### Work to be completed
Take each line of the entries below that contains "photo" and copy it.

** Opening Working data block **

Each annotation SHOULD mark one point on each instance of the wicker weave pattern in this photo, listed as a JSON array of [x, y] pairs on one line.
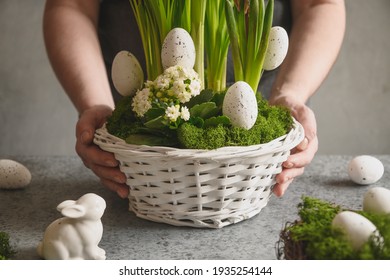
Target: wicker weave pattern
[[200, 188]]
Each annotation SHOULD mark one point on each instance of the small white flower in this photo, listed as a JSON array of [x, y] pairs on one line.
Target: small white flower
[[172, 112], [141, 102], [185, 113]]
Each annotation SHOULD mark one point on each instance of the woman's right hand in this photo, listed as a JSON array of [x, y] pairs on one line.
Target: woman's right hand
[[102, 163]]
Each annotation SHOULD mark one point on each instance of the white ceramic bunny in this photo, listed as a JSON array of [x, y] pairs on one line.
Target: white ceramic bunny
[[77, 235]]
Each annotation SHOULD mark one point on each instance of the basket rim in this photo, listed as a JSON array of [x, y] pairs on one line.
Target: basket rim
[[285, 142]]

** Closing Working data block **

### Output
Each annotation SHOULD mark one point on each instance of the wicker weave pattern in this photo, listed as a JSON array of [x, y] pairs on one line.
Each annotation SHOULD mark one point on each instance of the small white flower in this photo, listed as a JSON array of [x, y] pairs on one line.
Each annotation SHOULD mark one point on each instance of the woman's right hand in this photo, listed as a JSON array of [x, y] pairs on one line.
Each annotation SHOULD mark one point on each instance of the white ceramic bunny in this photo, listed as a JSON array of [x, y] pairs on one line.
Each annotation SHOULD mark one point on each instance of the basket rim in this photo, listed as a JSON array of [x, y] pairs on one line.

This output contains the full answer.